### Required work
Only one number is wanted: the count of lines in the records below that hold the word "with".
-- Records for processing follows --
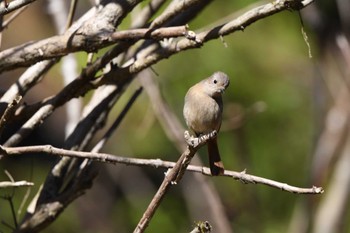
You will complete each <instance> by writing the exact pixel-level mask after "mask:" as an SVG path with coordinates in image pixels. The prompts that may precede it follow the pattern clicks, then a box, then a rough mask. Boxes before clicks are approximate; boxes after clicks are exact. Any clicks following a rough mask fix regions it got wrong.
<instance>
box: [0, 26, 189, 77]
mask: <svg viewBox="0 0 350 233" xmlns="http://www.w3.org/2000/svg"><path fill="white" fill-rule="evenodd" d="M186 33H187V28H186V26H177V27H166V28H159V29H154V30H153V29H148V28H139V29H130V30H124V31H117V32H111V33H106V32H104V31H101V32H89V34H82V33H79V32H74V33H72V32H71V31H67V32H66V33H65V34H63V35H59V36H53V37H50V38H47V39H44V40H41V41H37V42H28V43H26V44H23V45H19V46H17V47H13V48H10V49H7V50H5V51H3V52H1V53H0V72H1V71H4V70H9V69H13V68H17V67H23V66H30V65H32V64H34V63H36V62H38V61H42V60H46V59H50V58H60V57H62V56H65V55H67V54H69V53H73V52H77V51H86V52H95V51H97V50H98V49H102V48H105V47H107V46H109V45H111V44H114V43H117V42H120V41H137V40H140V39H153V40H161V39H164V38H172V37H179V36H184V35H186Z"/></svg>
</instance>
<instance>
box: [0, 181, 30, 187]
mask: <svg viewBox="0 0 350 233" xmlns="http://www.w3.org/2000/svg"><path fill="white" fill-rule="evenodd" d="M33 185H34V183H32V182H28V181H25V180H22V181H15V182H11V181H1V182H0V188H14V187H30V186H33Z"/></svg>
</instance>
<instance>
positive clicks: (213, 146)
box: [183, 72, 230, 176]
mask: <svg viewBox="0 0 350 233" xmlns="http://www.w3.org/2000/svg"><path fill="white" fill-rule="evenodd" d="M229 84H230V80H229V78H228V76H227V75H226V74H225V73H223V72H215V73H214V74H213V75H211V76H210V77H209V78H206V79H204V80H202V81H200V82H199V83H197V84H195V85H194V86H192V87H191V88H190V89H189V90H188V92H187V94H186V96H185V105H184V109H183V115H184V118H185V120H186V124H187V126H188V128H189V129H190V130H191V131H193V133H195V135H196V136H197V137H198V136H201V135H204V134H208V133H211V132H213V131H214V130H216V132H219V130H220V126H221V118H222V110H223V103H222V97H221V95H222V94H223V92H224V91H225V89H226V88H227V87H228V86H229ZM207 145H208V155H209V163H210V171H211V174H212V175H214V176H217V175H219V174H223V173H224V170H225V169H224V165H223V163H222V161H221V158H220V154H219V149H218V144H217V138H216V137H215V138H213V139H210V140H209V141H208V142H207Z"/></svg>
-- Records for processing concluded --
-- Records for processing follows --
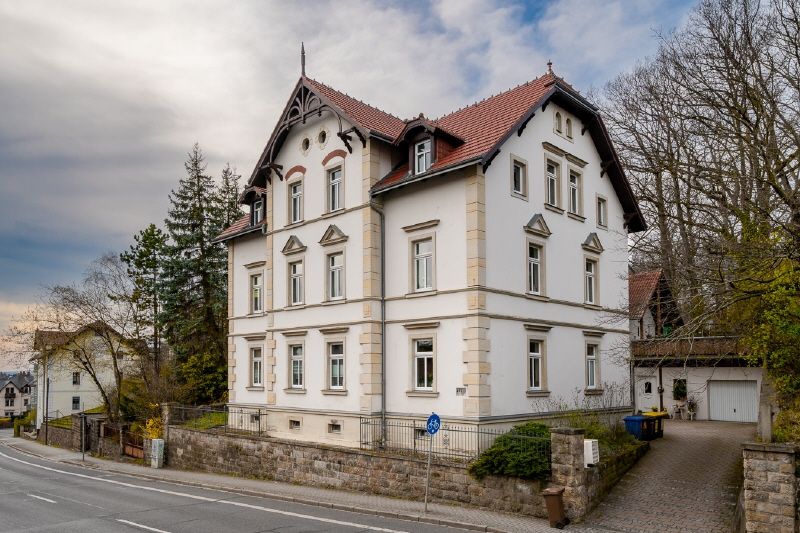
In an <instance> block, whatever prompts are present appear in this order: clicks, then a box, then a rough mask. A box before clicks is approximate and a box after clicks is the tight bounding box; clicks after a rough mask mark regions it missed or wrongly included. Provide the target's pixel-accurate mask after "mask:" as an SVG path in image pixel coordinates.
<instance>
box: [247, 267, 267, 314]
-- Records for processing concluded --
-- Records for processing follows --
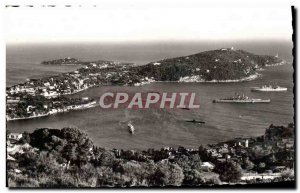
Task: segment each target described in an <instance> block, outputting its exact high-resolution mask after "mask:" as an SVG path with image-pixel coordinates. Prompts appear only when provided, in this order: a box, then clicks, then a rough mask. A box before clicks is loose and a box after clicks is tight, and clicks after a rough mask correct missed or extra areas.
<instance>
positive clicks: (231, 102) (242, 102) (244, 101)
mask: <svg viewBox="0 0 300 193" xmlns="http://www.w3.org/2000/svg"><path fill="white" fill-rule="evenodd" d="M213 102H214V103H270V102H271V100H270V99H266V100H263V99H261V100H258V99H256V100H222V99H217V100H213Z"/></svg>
-- Records for processing concluded --
### Reply
2